● **Passage shown**:
-- BEGIN --
Transfer your data

If you want to use your own data, you should transfer the FASTQ files into your project folder /shared/projects/YourProjectName before doing your analysis. Alternatively the workflow allows you to download data from SRA simply giving the SRRxxx IDs, see below metadata.tsv.

FASTQ names

The workflow is expecting gzip-compressed FASTQ files with names formatted as
- SampleName_R1.fastq.gz and SampleName_R2.fastq.gz for pair-end data,
- SampleName.fastq.gz for single-end data.

If your files are not fitting this format, please see how to correct the names of a batch of FASTQ files.

Generate md5sum

It is highly recommended to check the md5sum for big files. If your raw FASTQ files are on your computer in PathTo/MethylProject/Fastq/, you type in a terminal:

You@YourComputer:~$ cd PathTo/MethylProject
You@YourComputer:~/PathTo/MethylProject$ md5sum Fastq/* > Fastq/fastq.md5

Copy to the cluster

You can then copy the Fastq folder to the cluster using rsync, replacing username by your login:

You@YourComputer:~/PathTo/MethylProject$ rsync -avP  Fastq/ username@core.cluster.france-bioinformatique.fr:/shared/projects/YourProjectName/Raw_fastq

In this example the FASTQ files are copied from PathTo/MethylProject/Fastq/ on your computer into a folder named Raw_fastq in your project folder on IFB core cluster. On iPOP-UP cluster, only the address is different:

You@YourComputer:~/PathTo/MethylProject$ rsync -avP  Fastq/ username@ipop-up.rpbs.univ-paris-diderot.fr:/shared/projects/YourProjectName/Raw_fastq

Feel free to name your folders as you want! You will be asked to enter your password, and then the transfer will begin. If it stops before the end, rerun the last command, it will only add the incomplete/missing files.

Check md5sum

After the transfer, connect to the cluster (IFB, iPOP-UP) and check the presence of the files in Raw_fastq using ls or ll command.

[username@clust-slurm-client YourProjectName]$ ll Raw_fastq

Check that the transfer went fine using md5sum.

[username@clust-slurm-client YourProjectName]$ cd Raw_fastq
[username@clust-slurm-client Raw_fastq]$ md5sum -c fastq.md5
-- END --
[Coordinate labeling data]
-- BEGIN --
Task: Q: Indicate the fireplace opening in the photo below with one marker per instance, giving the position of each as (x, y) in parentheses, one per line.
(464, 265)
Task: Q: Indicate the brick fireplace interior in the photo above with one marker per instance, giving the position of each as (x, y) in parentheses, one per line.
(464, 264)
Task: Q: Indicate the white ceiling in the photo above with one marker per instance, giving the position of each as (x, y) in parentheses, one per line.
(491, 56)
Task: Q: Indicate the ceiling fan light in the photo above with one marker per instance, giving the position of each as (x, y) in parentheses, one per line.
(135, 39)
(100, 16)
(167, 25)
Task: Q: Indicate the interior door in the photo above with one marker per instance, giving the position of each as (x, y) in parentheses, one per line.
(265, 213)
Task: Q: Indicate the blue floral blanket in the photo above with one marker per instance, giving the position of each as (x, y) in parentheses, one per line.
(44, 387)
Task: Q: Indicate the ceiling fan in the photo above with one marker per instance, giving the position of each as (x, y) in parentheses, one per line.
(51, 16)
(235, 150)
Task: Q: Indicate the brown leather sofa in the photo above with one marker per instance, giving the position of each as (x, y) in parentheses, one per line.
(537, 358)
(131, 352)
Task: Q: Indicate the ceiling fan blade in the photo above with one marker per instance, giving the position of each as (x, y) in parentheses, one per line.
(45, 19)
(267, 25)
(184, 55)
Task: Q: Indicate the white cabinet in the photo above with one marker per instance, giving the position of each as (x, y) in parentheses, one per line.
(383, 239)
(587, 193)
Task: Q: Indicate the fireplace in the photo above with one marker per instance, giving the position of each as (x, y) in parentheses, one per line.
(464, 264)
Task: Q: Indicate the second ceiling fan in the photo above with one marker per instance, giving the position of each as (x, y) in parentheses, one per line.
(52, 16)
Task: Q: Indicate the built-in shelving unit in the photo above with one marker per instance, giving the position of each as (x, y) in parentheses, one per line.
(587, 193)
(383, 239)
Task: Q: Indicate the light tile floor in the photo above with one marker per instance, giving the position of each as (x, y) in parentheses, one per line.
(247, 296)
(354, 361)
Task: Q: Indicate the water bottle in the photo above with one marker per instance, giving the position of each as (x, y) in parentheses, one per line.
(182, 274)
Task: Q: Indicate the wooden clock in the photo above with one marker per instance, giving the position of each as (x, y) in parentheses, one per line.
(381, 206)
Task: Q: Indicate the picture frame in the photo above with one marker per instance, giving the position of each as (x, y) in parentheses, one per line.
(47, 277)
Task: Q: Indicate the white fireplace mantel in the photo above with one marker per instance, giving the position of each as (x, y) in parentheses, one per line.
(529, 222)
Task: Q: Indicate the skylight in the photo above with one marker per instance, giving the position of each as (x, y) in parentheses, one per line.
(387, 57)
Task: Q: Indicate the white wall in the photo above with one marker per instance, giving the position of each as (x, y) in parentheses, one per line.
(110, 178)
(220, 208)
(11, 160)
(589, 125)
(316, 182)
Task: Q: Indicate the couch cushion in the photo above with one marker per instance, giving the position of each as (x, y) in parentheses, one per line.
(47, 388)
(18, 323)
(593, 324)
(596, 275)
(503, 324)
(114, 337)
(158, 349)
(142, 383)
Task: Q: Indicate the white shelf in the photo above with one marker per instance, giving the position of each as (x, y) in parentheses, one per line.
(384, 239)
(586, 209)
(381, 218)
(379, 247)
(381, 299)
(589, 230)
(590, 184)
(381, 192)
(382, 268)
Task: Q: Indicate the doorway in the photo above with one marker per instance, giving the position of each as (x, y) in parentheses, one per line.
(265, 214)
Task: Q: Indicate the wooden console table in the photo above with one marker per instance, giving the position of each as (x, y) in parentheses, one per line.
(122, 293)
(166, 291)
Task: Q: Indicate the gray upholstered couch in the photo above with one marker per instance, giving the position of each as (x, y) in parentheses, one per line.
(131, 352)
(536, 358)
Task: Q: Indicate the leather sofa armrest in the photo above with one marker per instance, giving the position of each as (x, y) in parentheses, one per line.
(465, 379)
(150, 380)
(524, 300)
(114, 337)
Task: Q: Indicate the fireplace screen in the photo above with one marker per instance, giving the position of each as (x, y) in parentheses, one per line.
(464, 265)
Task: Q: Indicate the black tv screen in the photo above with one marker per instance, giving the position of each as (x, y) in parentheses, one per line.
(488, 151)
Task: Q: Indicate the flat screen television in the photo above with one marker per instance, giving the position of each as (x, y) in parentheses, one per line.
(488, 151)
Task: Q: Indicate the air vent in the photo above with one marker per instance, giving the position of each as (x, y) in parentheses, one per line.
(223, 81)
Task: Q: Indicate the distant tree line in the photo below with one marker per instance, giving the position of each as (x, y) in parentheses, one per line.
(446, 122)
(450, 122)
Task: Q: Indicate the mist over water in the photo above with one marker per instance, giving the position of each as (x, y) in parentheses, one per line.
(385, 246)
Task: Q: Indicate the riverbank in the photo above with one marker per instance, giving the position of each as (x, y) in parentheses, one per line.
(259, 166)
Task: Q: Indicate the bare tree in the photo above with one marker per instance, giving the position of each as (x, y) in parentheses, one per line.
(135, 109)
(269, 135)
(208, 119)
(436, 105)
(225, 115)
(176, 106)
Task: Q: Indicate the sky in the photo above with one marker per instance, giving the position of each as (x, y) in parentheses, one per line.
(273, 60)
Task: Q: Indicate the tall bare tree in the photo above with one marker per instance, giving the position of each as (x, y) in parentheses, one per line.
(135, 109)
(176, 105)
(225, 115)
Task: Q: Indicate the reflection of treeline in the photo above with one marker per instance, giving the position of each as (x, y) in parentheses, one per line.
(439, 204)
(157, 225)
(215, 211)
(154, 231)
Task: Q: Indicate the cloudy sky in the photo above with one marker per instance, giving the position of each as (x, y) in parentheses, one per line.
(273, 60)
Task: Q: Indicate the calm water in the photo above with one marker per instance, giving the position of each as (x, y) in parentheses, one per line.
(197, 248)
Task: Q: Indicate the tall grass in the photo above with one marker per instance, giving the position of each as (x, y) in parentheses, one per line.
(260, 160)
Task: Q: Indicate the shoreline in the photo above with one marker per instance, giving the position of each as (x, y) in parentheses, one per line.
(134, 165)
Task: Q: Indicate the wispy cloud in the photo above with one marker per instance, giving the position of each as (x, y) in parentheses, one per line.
-- END --
● **Directions**:
(A) In two sentences, summarize the transfer guide.
(B) Locate every line in the entries that contains the word "wooden", and copy each one.

● **Results for the exercise**:
(A) Before analysis, gzip-compressed FASTQ files named SampleName_R1.fastq.gz and SampleName_R2.fastq.gz for pair-end data, or SampleName.fastq.gz for single-end data, should be transferred into the project folder, although the workflow can also download data from SRA when given the SRRxxx IDs. It is highly recommended to generate an md5sum for the files, copy the Fastq folder to the IFB core or iPOP-UP cluster with rsync, and then confirm that the files are present with ls or ll and verify the transfer with md5sum -c.

(B)
Task: Q: Indicate the wooden clock in the photo above with one marker per instance, giving the position of each as (x, y) in parentheses, one per line.
Task: Q: Indicate the wooden console table in the photo above with one marker per instance, giving the position of each as (x, y) in parentheses, one per line.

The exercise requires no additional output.